## DIRECTIONS FOR THIS TASK
Extract every entry below, reproducing each line without any change, and leave the pictures out of your answer.

## DATASET EXCERPTS
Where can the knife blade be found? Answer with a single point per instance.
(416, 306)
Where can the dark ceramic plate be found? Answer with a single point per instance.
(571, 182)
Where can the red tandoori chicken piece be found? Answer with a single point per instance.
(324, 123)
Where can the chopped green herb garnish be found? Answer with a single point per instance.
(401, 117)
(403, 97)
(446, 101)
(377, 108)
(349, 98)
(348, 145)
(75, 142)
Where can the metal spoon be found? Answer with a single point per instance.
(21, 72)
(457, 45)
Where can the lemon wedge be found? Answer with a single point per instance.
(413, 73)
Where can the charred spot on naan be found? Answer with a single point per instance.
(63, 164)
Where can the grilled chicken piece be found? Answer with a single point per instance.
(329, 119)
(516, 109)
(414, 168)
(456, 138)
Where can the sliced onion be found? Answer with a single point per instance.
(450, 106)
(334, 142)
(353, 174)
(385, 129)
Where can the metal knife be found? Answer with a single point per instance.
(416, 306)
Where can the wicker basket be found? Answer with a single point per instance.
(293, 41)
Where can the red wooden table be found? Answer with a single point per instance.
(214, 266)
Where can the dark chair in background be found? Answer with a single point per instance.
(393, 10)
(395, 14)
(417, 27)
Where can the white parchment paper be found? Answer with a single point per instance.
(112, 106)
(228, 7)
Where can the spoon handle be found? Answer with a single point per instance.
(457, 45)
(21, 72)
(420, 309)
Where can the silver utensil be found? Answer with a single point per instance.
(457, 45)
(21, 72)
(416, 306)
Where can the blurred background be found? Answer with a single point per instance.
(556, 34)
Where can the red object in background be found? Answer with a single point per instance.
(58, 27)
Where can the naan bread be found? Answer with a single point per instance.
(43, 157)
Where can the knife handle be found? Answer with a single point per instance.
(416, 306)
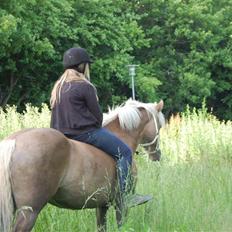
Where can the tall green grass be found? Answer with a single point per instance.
(192, 185)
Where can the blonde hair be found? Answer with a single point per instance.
(69, 75)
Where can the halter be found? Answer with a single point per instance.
(155, 139)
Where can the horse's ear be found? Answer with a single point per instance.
(159, 106)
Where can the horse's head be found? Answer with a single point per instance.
(150, 134)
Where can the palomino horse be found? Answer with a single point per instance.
(38, 166)
(151, 137)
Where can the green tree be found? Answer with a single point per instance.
(189, 52)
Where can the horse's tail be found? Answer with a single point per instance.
(7, 148)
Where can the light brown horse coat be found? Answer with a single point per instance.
(45, 166)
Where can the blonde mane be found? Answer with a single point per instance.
(129, 115)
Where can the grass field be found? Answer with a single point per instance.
(192, 185)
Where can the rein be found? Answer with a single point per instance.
(156, 139)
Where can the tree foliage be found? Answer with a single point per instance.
(183, 49)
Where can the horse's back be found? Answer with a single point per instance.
(89, 179)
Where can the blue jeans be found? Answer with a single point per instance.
(112, 145)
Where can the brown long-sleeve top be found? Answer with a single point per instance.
(77, 110)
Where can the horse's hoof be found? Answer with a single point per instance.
(137, 199)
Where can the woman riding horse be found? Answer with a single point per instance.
(76, 113)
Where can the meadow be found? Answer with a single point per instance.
(191, 185)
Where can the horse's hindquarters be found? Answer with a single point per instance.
(38, 166)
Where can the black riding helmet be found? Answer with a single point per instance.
(75, 56)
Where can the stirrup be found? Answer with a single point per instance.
(137, 199)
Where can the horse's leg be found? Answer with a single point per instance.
(25, 220)
(121, 211)
(101, 218)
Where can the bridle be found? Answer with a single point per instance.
(155, 140)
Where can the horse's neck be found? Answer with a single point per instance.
(131, 138)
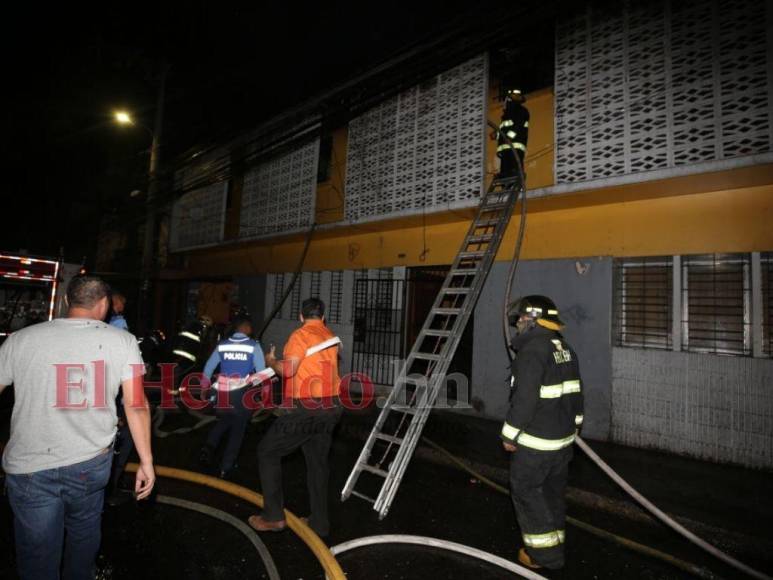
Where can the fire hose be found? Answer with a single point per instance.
(643, 501)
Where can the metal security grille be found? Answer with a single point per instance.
(644, 302)
(766, 260)
(660, 84)
(279, 195)
(379, 320)
(334, 307)
(716, 304)
(198, 218)
(316, 284)
(421, 150)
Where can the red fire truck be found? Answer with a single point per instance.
(31, 290)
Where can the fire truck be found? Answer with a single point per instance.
(31, 290)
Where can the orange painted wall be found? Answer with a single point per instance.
(634, 220)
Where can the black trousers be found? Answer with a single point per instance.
(537, 488)
(311, 430)
(232, 422)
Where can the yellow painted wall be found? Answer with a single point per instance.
(330, 193)
(635, 220)
(539, 153)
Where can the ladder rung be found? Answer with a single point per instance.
(426, 356)
(374, 470)
(459, 290)
(486, 223)
(416, 381)
(363, 496)
(446, 311)
(494, 206)
(464, 271)
(390, 438)
(438, 332)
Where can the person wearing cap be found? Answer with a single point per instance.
(118, 303)
(545, 414)
(513, 134)
(238, 356)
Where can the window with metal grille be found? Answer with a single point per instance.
(716, 304)
(336, 297)
(644, 302)
(766, 260)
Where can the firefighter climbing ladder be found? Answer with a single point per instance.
(423, 374)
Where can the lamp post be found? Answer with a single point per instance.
(124, 118)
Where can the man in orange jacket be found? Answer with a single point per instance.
(310, 379)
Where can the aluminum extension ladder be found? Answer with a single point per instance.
(386, 455)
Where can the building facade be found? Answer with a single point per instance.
(650, 222)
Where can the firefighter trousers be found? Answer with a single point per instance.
(537, 488)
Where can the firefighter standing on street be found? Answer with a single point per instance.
(237, 356)
(515, 127)
(546, 411)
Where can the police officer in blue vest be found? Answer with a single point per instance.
(237, 356)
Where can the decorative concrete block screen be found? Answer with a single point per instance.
(198, 218)
(711, 407)
(421, 150)
(279, 196)
(660, 84)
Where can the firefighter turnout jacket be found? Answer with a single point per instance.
(514, 126)
(546, 405)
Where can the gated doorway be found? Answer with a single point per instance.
(388, 315)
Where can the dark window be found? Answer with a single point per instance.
(295, 298)
(644, 302)
(716, 304)
(279, 288)
(325, 158)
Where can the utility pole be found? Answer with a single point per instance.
(148, 251)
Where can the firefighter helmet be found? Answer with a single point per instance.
(534, 307)
(515, 94)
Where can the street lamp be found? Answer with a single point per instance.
(123, 118)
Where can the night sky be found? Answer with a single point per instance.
(231, 67)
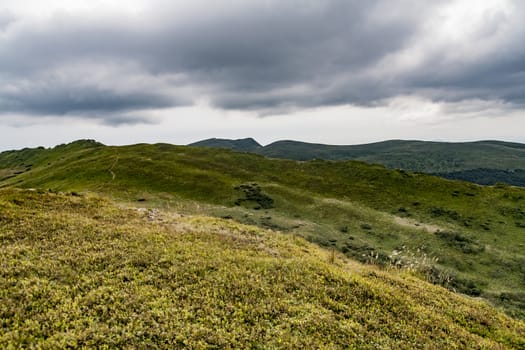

## ANSWER TO THE PROBLEM
Where can the knife blade be found? Answer with a single point per instance.
(416, 306)
Where can the dark ceramic plate be found? Answer with a single point per instance.
(571, 182)
Where can the red tandoori chicken piece be found? Answer with a single point per instance.
(324, 123)
Where can the chopped green herb garnish be found? Answer with a single point per instance.
(401, 117)
(403, 97)
(446, 101)
(377, 108)
(349, 98)
(348, 145)
(75, 142)
Where can the metal spoon be found? Answer with a single point per instance.
(21, 72)
(457, 45)
Where can the lemon wedge be found? Answer with a single point per instance.
(413, 73)
Where can the charred spot on naan be found? Answer with a single point per instance.
(63, 164)
Where can the grilled chicken piece be found? Answer with a single point per instance.
(329, 119)
(516, 109)
(414, 168)
(456, 138)
Where can the sliced onion be found? Answer with a single point per instance.
(450, 106)
(334, 142)
(353, 174)
(385, 129)
Where can the metal knife be found? Answer with a single point per instance.
(416, 306)
Where can the wicker basket be found? Answer with a single point per instance.
(293, 41)
Where can the red wooden table be found? Answer with a single point per instance.
(214, 266)
Where can the dark chair in background be found? Answer with a single point per instance.
(393, 10)
(395, 14)
(417, 27)
Where can the white parchment paper be found? Answer with a single point per instance.
(112, 106)
(228, 7)
Where can the spoon handle be found? Answer with a single point per instance.
(457, 45)
(21, 72)
(420, 309)
Where can the silver utensil be found? Answer with a single point per instance.
(457, 45)
(21, 72)
(416, 306)
Where can the blurred background be found? Answer with a single point per instance.
(556, 34)
Where can the red object in background be found? Answer with a single point per instance.
(58, 27)
Where can the naan bread be found? Answer with a single point per instance.
(43, 157)
Where can the knife handle be found? Answer with a single point per instance.
(416, 306)
Where can the tall green grass be found? Answer with a single point per instance.
(192, 185)
Where can the blonde hair be found? Answer with a single point per instance.
(69, 75)
Where can the halter be found? Answer with a single point per instance.
(155, 139)
Where can the horse's ear be found? Answer with a single point per instance.
(159, 106)
Where can the horse's head be found? Answer with a single point per instance.
(150, 134)
Where can the palomino horse be found? Answer with a single point per instance.
(38, 166)
(151, 137)
Where can the green tree be found? Answer with a single point per instance.
(189, 52)
Where can the horse's tail be found? Answer with a single point per instance.
(7, 148)
Where can the light brown horse coat be found? Answer with a single point per instance.
(45, 166)
Where can the blonde mane be found? Answer with a single point per instance.
(129, 115)
Where can the grass field be found? Answer with a single point per instance.
(192, 185)
Where can the rein be found? Answer with a single point per instance.
(156, 139)
Where can the tree foliage be found? Answer with a single point per instance.
(183, 49)
Where can the horse's back be found? Answer with a single point per instance.
(89, 179)
Where can the blue jeans be found? Answer with a single point per instance.
(112, 145)
Where can the brown long-sleeve top be found? Answer with a single point per instance.
(77, 110)
Where can the horse's hoof be found? Answer with a single point per instance.
(137, 199)
Where can the woman riding horse be found? Answer with a single point per instance.
(76, 113)
Where can the meadow be found? Answer with a single point per instance.
(191, 185)
Where can the horse's hindquarters be found? Answer with a single point per instance.
(38, 166)
Where can the black riding helmet be found? Answer with a single point per instance.
(75, 56)
Where can the stirrup be found? Answer with a single point per instance.
(137, 199)
Where can the horse's leg be found? Answer with a single point per instance.
(25, 220)
(121, 211)
(101, 218)
Where can the bridle be found? Answer with a single point per instance.
(155, 140)
Where can the horse's neck be found? Answer with a single point per instance.
(131, 138)
Where can the fire hose be found? Answer with a single point per instance.
(643, 501)
Where can the metal security grille be found? Answer with a single point per instance.
(644, 302)
(766, 260)
(660, 84)
(279, 195)
(379, 320)
(334, 307)
(716, 304)
(198, 218)
(316, 284)
(421, 150)
Where can the red fire truck be found? Answer with a single point per instance.
(31, 290)
Where can the fire truck be found? Answer with a single point per instance.
(31, 290)
Where can the orange painted wall be found? Answer with a single point per instance.
(634, 220)
Where can the black trousers be found? Answer with a single point per instance.
(537, 488)
(311, 430)
(232, 422)
Where can the yellow painted wall be found? Answer with a single point per instance.
(330, 193)
(635, 220)
(539, 153)
Where can the ladder rung be found? Answer with a single point per instance.
(426, 356)
(374, 470)
(459, 290)
(486, 223)
(416, 381)
(363, 496)
(446, 311)
(494, 206)
(464, 271)
(390, 438)
(438, 332)
Where can the person wearing cap be found? Answer with a single point per instance.
(118, 303)
(545, 414)
(513, 134)
(238, 356)
Where can the window with metal grille be found? Answer with a single point per instance.
(716, 304)
(336, 297)
(644, 302)
(766, 260)
Where can the firefighter climbing ladder be found? Answer with a single point per instance.
(423, 374)
Where can the lamp post be found? Answer with a single point per instance.
(124, 118)
Where can the man in orange jacket be found? Answer with a single point per instance.
(310, 379)
Where can the aluminum extension ladder be found? Answer with a single point per instance.
(386, 455)
Where can the building facade be found? Answer with a single point per instance.
(650, 222)
Where can the firefighter trousers be found? Answer with a single point per instance.
(537, 488)
Where can the firefighter standing on street be found? Answer with a single point per instance.
(237, 356)
(515, 127)
(546, 411)
Where can the police officer in blue vest be found? Answer with a single point per instance.
(237, 356)
Where can the decorative concrete block screen be found? Answer with a single point per instance.
(198, 218)
(711, 407)
(421, 150)
(279, 196)
(660, 84)
Where can the firefighter turnout jacket be found? Answer with a single point per instance.
(514, 126)
(546, 405)
Where can the gated doorway be found? Answer with a single point per instance.
(388, 315)
Where can the dark window be found? Answer with a single point per instance.
(295, 298)
(644, 302)
(716, 304)
(279, 288)
(325, 158)
Where can the utility pole be found? Answer with a single point per instance.
(148, 251)
Where can the firefighter helmet be found? Answer with a single point per instance.
(534, 307)
(515, 94)
Where can the street lamp be found? Answer with a single point per instance.
(123, 118)
Where can the night sky be found? Answer with a single point per instance.
(231, 67)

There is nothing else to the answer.